- [WHAT TO WORK ON]
Copy the data that follows, character for character, minus the pictures.

Data items
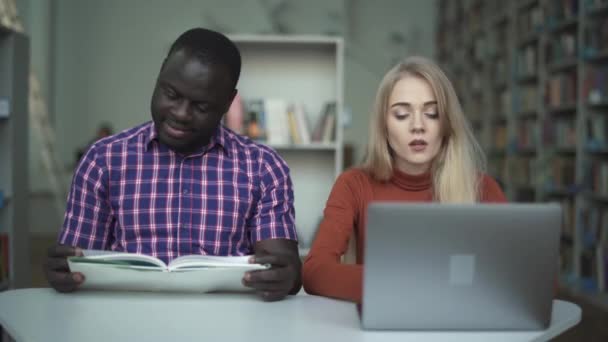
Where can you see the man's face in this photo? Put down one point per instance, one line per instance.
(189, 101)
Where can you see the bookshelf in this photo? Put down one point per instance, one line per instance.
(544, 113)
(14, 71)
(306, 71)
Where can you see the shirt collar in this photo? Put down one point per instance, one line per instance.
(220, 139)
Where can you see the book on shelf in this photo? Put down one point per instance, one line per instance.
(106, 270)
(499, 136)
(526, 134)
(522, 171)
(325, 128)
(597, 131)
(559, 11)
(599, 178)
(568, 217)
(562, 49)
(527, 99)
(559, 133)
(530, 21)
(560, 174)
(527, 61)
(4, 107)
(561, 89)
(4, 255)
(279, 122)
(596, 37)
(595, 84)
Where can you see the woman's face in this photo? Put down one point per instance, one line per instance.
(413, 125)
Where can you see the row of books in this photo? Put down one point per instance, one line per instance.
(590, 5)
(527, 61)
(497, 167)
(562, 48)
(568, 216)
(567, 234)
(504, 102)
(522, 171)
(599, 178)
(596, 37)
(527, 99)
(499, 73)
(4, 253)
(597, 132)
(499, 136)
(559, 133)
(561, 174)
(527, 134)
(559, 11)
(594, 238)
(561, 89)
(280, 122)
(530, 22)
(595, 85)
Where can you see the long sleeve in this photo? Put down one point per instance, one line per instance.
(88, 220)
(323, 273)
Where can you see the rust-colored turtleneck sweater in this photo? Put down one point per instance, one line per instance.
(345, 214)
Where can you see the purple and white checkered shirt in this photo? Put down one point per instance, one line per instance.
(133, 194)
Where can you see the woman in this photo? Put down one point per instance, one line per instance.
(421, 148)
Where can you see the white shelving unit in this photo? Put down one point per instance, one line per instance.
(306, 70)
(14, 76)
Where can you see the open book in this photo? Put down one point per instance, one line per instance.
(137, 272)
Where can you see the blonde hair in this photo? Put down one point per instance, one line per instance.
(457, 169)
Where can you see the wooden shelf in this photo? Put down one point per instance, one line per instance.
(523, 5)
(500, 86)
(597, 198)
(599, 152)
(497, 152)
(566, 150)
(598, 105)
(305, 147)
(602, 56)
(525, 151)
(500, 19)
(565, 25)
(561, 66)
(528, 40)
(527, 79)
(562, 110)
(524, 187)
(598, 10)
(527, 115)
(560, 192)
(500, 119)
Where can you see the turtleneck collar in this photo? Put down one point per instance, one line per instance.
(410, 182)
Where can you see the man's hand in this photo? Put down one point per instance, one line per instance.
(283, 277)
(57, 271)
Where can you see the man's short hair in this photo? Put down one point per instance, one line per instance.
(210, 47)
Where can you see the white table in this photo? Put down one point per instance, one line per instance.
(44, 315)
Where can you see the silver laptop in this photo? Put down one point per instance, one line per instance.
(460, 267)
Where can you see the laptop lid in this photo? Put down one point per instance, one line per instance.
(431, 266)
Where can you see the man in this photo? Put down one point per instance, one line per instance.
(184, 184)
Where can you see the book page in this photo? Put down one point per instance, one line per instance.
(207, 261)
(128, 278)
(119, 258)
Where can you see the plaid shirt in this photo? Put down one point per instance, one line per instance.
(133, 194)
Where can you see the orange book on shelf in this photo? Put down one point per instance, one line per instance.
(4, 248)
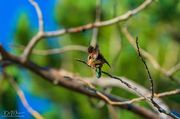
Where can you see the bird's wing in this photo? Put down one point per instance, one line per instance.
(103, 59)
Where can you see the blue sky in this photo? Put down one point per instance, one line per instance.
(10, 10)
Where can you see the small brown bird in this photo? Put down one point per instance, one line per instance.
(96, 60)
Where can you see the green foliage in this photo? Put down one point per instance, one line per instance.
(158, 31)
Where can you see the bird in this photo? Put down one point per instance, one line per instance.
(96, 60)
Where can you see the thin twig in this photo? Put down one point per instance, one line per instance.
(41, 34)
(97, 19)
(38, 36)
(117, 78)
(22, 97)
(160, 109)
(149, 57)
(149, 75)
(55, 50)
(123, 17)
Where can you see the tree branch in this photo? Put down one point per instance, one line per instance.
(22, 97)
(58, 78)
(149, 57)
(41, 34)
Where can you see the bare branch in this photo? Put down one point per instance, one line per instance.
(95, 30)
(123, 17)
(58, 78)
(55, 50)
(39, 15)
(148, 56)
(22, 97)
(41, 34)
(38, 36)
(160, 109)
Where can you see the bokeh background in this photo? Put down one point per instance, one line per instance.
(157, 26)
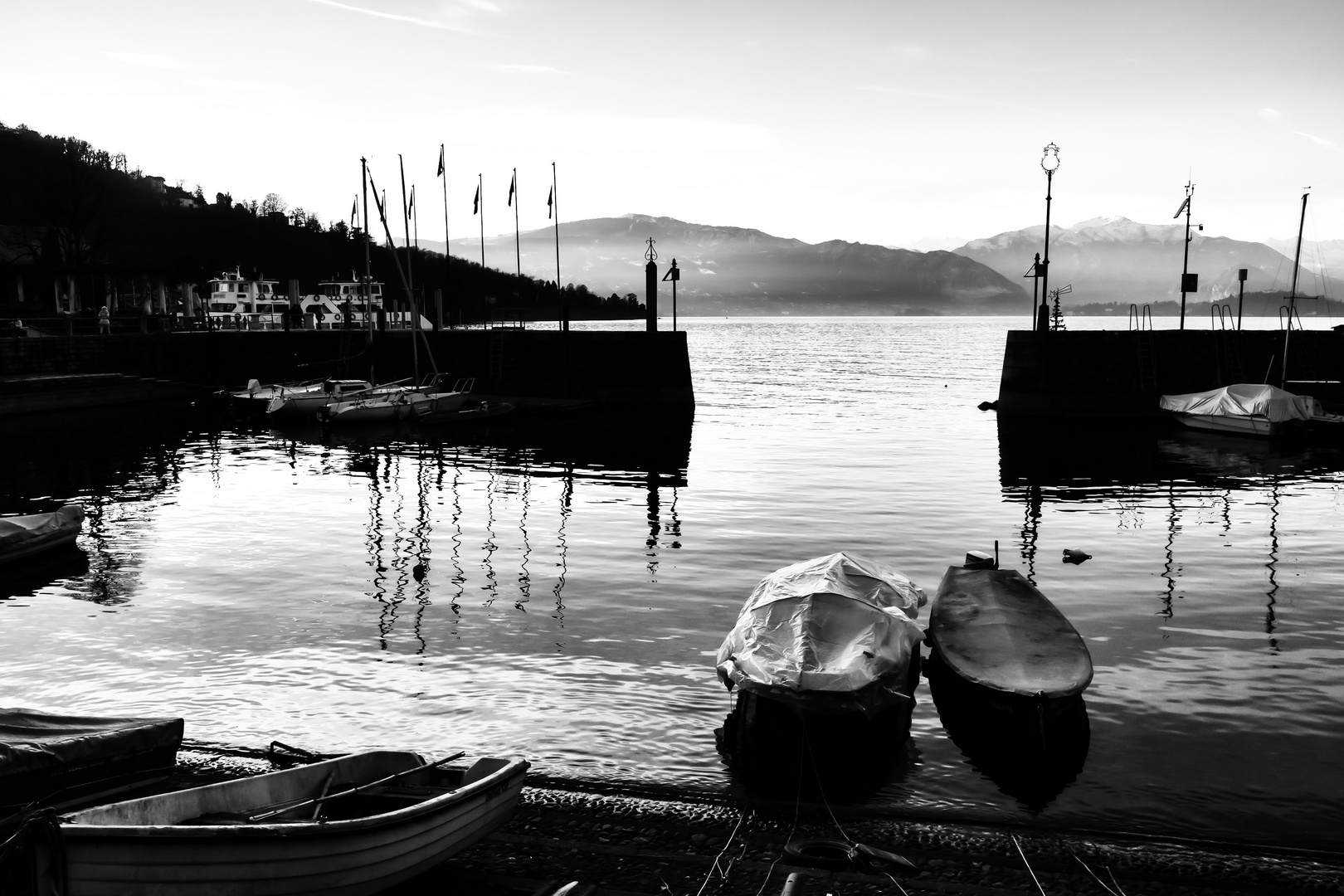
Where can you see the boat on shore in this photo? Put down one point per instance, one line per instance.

- [RESULT OF THE EXERCISE]
Where can you see the man's face in this photo? Put down one point per instance, one line per instance.
(189, 101)
Where can you see the bookshelf in this photo? Put down one point per instance, one line per instance.
(544, 113)
(14, 71)
(306, 71)
Where can you see the shirt collar in this photo? Put down one point per instance, one line per instance.
(220, 139)
Where can you see the book on shelf in this photo? Put down one point per instance, one line per instance.
(106, 270)
(499, 136)
(526, 134)
(522, 171)
(325, 128)
(597, 131)
(559, 11)
(599, 178)
(568, 217)
(562, 49)
(527, 99)
(559, 133)
(530, 21)
(560, 174)
(527, 61)
(4, 107)
(561, 89)
(4, 255)
(279, 122)
(596, 37)
(595, 84)
Where can you see the woman's face in this photo? Put down one point per instance, one line per instance.
(413, 125)
Where can you see the row of books in this photo? Put down one point per instance, one line per instance.
(590, 5)
(527, 61)
(497, 167)
(562, 48)
(568, 216)
(567, 234)
(504, 102)
(522, 171)
(599, 178)
(596, 37)
(527, 99)
(499, 73)
(4, 253)
(597, 132)
(499, 136)
(559, 133)
(561, 174)
(527, 134)
(559, 11)
(594, 238)
(561, 89)
(280, 122)
(530, 22)
(595, 85)
Where can you see the long sleeve in this photo? Put down one point per instance, one line per instance.
(88, 220)
(323, 273)
Where can you see the rust-colored turtleneck sweater in this photo? Put down one point per instance, one line per instance.
(345, 214)
Where can you see the purple and white checkered shirt in this photo? Put down one point per instance, one line per instance.
(133, 194)
Where can you see the woman in this photo? Put down one point per instance, one line per instance.
(421, 148)
Where can you see the white shelving unit in this photo? Put down one point per instance, one line per instance.
(306, 70)
(14, 76)
Where can you see the open book in this photo? Put down one point per instance, one line per instance.
(137, 272)
Where can you see the blonde hair in this photo? Put down one point per instance, one line per instance.
(457, 169)
Where can you see the wooden shelf in this photo? Put down one point per instance, one line per instance.
(523, 5)
(500, 86)
(597, 198)
(599, 152)
(497, 152)
(566, 150)
(598, 105)
(305, 147)
(602, 56)
(525, 151)
(500, 19)
(565, 25)
(561, 66)
(528, 40)
(527, 79)
(562, 110)
(524, 187)
(598, 10)
(527, 115)
(560, 192)
(500, 119)
Where can you see the turtleneck collar in this photo? Put down one point per instance, one line per instance.
(410, 182)
Where can you see the man's hand in this photo? Put down one point per instance, one line per instance.
(283, 277)
(57, 271)
Where can you see the man's short hair in this photo? Put down one point per instance, one line per instance.
(210, 47)
Where can you see the white table in this photo? Put down one point per instance, one line per instance.
(44, 315)
Where can you see the silver laptop in this photo? Put down one point per instance, one line per instance.
(460, 267)
Where can you see the laptop lid in this photo? Put down one point per instance, one line per instance.
(431, 266)
Where can you see the man in this photo? Put down one point per instance, one line per instance.
(184, 184)
Where can you see the book page in this photo? Put down one point per instance, one line per instance.
(207, 261)
(128, 278)
(119, 258)
Where can you see the plaid shirt in this photo? Put down one point per instance, one line per instance.
(133, 194)
Where can you see the orange book on shelf in this photo? Put down one point per instance, one line per instance.
(4, 248)
Where can you see the bird's wing in this photo? Put down one point per instance, one line per instance.
(103, 59)
Where can you see the blue sky in this photo? Put down one point per instance, one line per instance.
(10, 10)
Where can you see the small brown bird in this photo? Put down one point per instance, one line per instance.
(96, 60)
Where can you see the green foliage in this photo? Put down one point per instance, one line per instance.
(158, 31)
Where can you see the bird in this photo? Put down one point per instance, one line per instance.
(96, 60)
Where can you see the thin twig in this photo? Put down one point per instance, one line per instance.
(41, 34)
(97, 19)
(38, 36)
(117, 78)
(22, 97)
(160, 109)
(149, 57)
(149, 75)
(55, 50)
(123, 17)
Where can you see the tree branch in this photo? Put down one point per instance, one line per instance.
(22, 97)
(58, 78)
(149, 57)
(41, 34)
Where can you see the bare branch in this photo? Put down one point per instance, one line per instance.
(95, 30)
(123, 17)
(58, 78)
(55, 50)
(39, 15)
(148, 56)
(22, 97)
(41, 34)
(38, 36)
(160, 109)
Where can you see the bokeh background in this photo? Put down one point per instance, one line per instance.
(157, 26)
Where can you see the boat on shore in this photo? Put down one point per instance, one line per instance.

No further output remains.